Provided data START

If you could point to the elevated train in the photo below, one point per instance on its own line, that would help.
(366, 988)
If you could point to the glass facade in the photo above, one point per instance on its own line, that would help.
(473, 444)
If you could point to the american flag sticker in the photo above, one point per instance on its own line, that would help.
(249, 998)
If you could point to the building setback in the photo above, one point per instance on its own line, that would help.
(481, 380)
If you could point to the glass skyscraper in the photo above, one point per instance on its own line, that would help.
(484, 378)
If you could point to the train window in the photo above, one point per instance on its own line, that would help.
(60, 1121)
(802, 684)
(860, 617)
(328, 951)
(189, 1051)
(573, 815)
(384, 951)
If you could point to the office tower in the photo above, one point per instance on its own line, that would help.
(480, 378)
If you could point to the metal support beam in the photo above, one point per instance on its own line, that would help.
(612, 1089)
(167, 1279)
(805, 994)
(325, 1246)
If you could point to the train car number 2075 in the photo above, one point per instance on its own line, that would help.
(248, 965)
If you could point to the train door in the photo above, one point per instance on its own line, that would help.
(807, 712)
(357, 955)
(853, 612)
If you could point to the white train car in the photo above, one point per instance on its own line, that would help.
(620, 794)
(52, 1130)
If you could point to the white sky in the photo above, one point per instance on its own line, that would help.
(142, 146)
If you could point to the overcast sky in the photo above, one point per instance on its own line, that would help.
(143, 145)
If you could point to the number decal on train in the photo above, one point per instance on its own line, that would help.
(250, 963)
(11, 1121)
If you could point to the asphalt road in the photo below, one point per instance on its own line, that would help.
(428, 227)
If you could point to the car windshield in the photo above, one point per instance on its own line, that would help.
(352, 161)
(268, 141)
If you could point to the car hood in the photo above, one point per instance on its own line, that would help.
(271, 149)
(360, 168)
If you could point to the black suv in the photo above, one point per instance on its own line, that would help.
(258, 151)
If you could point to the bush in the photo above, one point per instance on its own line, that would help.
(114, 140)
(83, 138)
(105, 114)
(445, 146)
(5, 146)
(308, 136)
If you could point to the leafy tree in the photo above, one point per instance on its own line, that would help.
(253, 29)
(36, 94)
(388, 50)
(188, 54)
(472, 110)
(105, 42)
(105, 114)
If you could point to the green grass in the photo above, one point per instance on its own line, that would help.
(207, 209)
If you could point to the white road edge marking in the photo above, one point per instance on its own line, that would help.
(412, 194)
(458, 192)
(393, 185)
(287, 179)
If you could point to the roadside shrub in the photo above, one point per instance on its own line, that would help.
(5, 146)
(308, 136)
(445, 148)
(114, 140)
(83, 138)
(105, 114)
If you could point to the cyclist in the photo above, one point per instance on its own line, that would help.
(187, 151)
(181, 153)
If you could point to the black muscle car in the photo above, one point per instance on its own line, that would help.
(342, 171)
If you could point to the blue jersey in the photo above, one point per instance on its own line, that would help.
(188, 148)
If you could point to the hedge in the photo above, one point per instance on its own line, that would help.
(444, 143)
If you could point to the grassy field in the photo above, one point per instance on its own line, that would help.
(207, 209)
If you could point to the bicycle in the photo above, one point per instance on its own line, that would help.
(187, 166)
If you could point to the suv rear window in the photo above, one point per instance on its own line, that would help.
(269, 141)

Provided data END

> What you have to do
The complete material must be repeated exactly.

> Result of the exercise
If you could point to the elevated train in the photo below, one point per instance on its own line, that would help.
(366, 988)
If you could point to the glass facade in the photo above, one point per instance on its own line, that would help.
(473, 444)
If you could point to the american flag sticker in the photo above, one point per instance on its own line, that would help.
(249, 998)
If you could point to the building setback in the photo above, one point per instance on its own line, that would help.
(481, 380)
If you could point to the glass skyscraper in the photo above, one point per instance on its own line, that would help.
(484, 378)
If you could point to the train window in the photo above, one point per instance on its own line, that would help.
(60, 1121)
(802, 684)
(860, 617)
(328, 951)
(189, 1051)
(573, 815)
(384, 951)
If you could point to the office tower in the photo above, one point per instance on its own line, that would help.
(480, 378)
If you could point to the metal support beam in the photo above, one point per instance on its own line, that would help.
(612, 1089)
(167, 1279)
(805, 994)
(325, 1246)
If you could point to the train car number 2075 in the photo above, one point per instance on its own line, that would help.
(248, 965)
If you could point to the train door in the photo above, one point per instance on its own line, that would help.
(807, 712)
(357, 955)
(853, 612)
If you could point to the white train car in the photo above, one point per instance on its own line, that would help.
(620, 794)
(52, 1130)
If you could point to the white sky in the photo above, one point per instance on its own line, that would help.
(142, 146)
If you could point to the overcast sky in the photo above, one point per instance on its own line, that would help.
(143, 145)
If you could point to the number decal on train in the photo above, one point per instance on its own line, that would help.
(250, 963)
(11, 1121)
If you could point to the asphalt road in the photo below, one point per instance on its own line, that would help.
(428, 227)
If you could point to the car windshield in the photo above, one point per instance on its own line, that would help.
(352, 161)
(268, 141)
If you could point to the car hood in the photo above, one point per instance on its own line, that would help.
(271, 149)
(360, 168)
If you could point to the black suv in the photo above, one point per instance on its own line, that would help.
(258, 151)
If you could point to the bush in the photo above, one point per instance on its own line, that would help.
(114, 140)
(83, 138)
(105, 114)
(445, 146)
(5, 146)
(308, 136)
If you could point to the leafy tree in the photo above, one point per instance on its own line, that would help.
(253, 29)
(36, 94)
(388, 50)
(188, 54)
(472, 110)
(105, 42)
(105, 114)
If you could point to the green grass in the photo above, one point per instance on its own line, that would help.
(207, 209)
If you could point to the white road edge marking in the photo above, one point per instance on its own line, that would help.
(412, 194)
(458, 192)
(393, 185)
(287, 179)
If you could point to the roadside shrub in the photo above, one point per instance on its own line, that would help.
(5, 146)
(308, 136)
(445, 148)
(114, 140)
(83, 138)
(105, 114)
If you could point to the cyclist in the photo above, one point per instance on its own line, that would help.
(187, 151)
(181, 153)
If you could point to the black muscle car in the photo above, one point per instance on its own line, that would help.
(342, 171)
If you could point to the blue jersey in the photo above, one point per instance on its own line, that would help.
(188, 148)
If you could point to the hedge in the photo above, one point per instance on its own line, that would help.
(444, 143)
If you could point to the grassy field in the photo above, one point per instance on its own line, that would help.
(207, 209)
If you could point to the bicycle in the photo above, one point per instance on its own line, that would help.
(187, 166)
If you could point to the suv rear window in the photo above, one point per instance on its own line, that would help.
(269, 141)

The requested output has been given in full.